Pengukuran Kinerja Keuangan
Pengukuran kinerja merupakan salah satu faktor yang sangat penting bagi perusahaan, karena pengukuran tersebut dapat mempengaruhi perilaku pengambilan keputusan dalam perusahaan. Pengukuran kinerja keuangan perusahaan bergantung pada sudut pandang yang diambil dan tujuan analisis. Oleh sebab itu, manajemen perusahaan perlu menyesuaikan kondisi perusahaan dengan alat ukur penilaian kinerja serta tujuan dari pengukuran kinerja keuangan perusahaan itu sendiri.
Menurut Munawir (2004, h31) tujuan dari pengukuran kinerja keuangan perusahaan adalah:
Mengetahui tingkat likuiditas, yaitu kemampuan perusahaan untuk memenuhi kewajiban keuangan yang harus segera diselesaikan pada saat ditagih.

------------------------------------

__Yang Harus Dikerjakan__. Lanjutkan teks tentang pengukuran kinerja keuangan perusahaan, mulai tepat setelah kalimat terakhir yang ditampilkan. Data berikut merupakan bahan tersendiri yang terpisah dari teks di atas.

__Data pelabelan koordinat__.
------------------------------------

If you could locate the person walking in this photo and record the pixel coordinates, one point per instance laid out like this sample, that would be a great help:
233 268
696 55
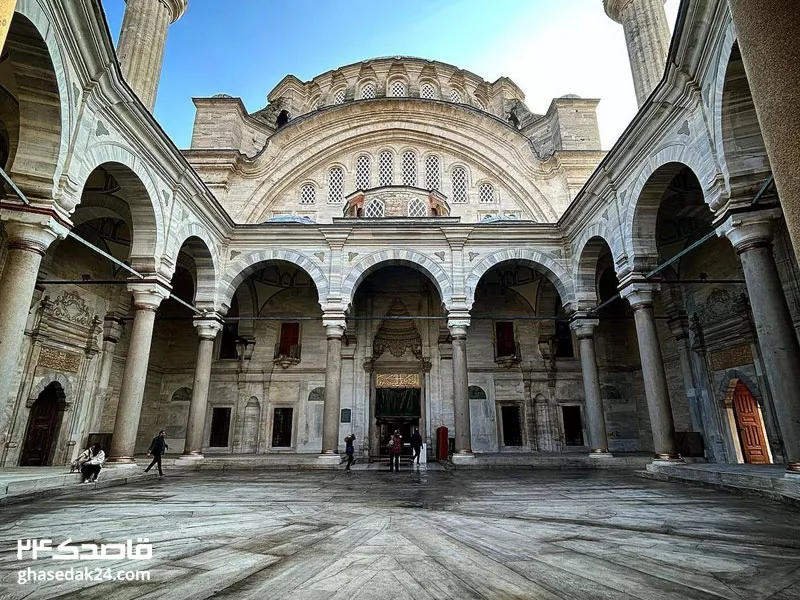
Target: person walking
416 445
157 448
395 448
349 450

------------------------------------

__Hasil__.
Mengetahui tingkat solvabilitas, yaitu kemampuan perusahaan untuk memenuhi kewajiban keuangannya apabila perusahaan tersebut dilikuidasi, baik keuangan jangka pendek maupun jangka panjang.
Mengetahui tingkat profitabilitas atau rentabilitas, yaitu kemampuan perusahaan untuk menghasilkan laba selama periode tertentu dengan menggunakan aktiva atau modal secara produktif.
Mengetahui tingkat stabilitas, yaitu kemampuan perusahaan dalam menjalankan dan mempertahankan usahanya agar tetap stabil, hal tersebut diukur dari kemampuan perusahaan membayar pokok hutang dan beban bunga tepat pada waktunya.
Salah satu tujuan terpenting dalan pengukuran kinerja selain yang disebutkan di atas adalah untuk menilai apakah tujuan yang ditetapkan perusahaan telah tercapai, sehingga kepentingan investor, kreditor dan pemegang saham dapat terpenuhi. Untuk itu, analisis laporan keuangan umumnya dilakukan sebagai pengukur kinerja keuangan perusahaan.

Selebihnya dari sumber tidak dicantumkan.